## Selected text
────────

Molecular modeling encompasses theoretical and computational techniques used to model or mimic the behavior and the properties of molecules. The simplest calculations can be performed by hand, but inevitably computers are required to perform molecular modeling of any reasonably sized system.
Molecular modeling includes life science modeling; materials modeling; new methods; and computational chemistry.
And these techniques are used in the fields computer-aided molecular design; rational drug design, de novo ligand design, receptor modeling and docking; cheminformatics, data analysis, visualization and mining; computational medicinal chemistry; homology modeling; simulation of peptides, DNA and other biopolymers; quantitative structure-activity relationships (QSAR) and ADME-modeling; modeling of biological reaction mechanisms; and combined experimental and computational studies in which calculations play a major role.
Molecular mechanics is one aspect of molecular modeling, which is used to describe the physical basis behind the models like atoms, which are point charges with an associated mass. And the methods that model the behavior of the system with propagation of time are known as molecular dynamics.
Most molecular modeling studies involve three stages. In the first stage a model is selected to describe the interactions between molecules in the system and the two most common models that are used in molecular modeling are quantum mechanics and molecular mechanics. And these models will enable the energy of any arrangement of the atoms and molecules in the system to be calculated, and allow the modeler to determine how the energy of the system varies as the positions of the atoms and molecules changes. The second stage of a molecular modeling study is the calculation, such as an energy minimization, a molecular dynamics or Monte Carlo simulation, or a conformational search. Finally, in the third stage calculation must be analyzed, not only to calculate properties but also to check that it has been performed properly.
Molecular modeling methods are now routinely used to investigate the structure, dynamics, surface properties and thermodynamics of inorganic, biological and polymeric systems. The types of biological activity that have been investigated using molecular modeling includes enzyme catalysis, protein folding, protein stability, conformational changes associated with biomolecular function, and molecular recognition of proteins, DNA, and membrane complexes.

────────

## Instructions
(a) Translate this sentence from the molecular modeling text into French: "The second stage of a molecular modeling study is the calculation, such as an energy minimization, a molecular dynamics or Monte Carlo simulation, or a conformational search."
(b) Quote the passage of the molecular modeling text that begins with the words "Molecular mechanics is" and ends with "as molecular dynamics.".
The material that comes after the molecular modeling text is separate from it.

────────

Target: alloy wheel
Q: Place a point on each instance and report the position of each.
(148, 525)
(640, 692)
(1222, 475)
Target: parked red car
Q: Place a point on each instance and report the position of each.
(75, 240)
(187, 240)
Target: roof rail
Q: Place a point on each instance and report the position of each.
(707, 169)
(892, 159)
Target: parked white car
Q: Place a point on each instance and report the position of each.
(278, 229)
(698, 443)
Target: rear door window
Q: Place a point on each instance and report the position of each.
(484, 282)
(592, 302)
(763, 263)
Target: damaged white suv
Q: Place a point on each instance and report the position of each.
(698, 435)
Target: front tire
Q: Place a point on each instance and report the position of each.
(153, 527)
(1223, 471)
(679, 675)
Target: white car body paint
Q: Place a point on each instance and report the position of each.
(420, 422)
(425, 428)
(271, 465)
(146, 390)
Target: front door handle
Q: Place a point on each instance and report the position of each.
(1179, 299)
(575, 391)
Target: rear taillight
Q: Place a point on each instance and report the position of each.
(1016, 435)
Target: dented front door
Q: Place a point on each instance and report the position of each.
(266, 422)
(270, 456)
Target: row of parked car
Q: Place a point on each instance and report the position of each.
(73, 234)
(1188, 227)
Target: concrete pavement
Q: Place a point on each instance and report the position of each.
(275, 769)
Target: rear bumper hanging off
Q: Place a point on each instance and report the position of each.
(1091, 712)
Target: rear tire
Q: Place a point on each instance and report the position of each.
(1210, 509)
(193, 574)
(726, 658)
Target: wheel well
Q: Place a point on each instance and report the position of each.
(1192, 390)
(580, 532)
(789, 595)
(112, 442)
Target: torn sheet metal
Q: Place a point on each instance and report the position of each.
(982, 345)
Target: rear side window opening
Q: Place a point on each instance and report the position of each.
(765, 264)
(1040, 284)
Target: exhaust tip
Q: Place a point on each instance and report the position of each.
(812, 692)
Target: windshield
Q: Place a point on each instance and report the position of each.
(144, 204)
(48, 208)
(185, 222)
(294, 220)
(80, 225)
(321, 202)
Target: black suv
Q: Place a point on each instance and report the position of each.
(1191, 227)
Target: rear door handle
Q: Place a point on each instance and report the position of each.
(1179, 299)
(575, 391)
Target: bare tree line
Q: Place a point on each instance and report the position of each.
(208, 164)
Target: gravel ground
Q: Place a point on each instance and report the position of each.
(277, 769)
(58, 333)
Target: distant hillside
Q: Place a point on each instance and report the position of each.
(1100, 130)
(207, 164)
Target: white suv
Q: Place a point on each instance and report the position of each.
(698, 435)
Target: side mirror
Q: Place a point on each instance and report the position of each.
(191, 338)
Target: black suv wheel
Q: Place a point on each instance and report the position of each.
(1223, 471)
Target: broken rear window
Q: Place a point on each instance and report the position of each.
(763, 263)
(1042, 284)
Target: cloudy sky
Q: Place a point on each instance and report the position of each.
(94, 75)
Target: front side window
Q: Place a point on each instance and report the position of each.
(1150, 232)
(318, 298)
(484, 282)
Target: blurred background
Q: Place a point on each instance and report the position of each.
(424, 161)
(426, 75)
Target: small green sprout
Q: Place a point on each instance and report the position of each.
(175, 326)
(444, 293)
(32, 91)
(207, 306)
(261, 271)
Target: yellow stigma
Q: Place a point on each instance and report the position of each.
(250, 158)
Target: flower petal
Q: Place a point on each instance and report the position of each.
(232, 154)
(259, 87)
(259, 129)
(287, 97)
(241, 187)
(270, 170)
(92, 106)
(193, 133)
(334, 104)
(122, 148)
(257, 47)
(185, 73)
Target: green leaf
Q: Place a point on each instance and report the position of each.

────────

## Answers to the exercise
(a) La deuxième étape d'une étude de modélisation moléculaire est le calcul, tel qu'une minimisation d'énergie, une simulation de dynamique moléculaire ou de Monte Carlo, ou une recherche conformationnelle.

(b)
Molecular mechanics is one aspect of molecular modeling, which is used to describe the physical basis behind the models like atoms, which are point charges with an associated mass. And the methods that model the behavior of the system with propagation of time are known as molecular dynamics.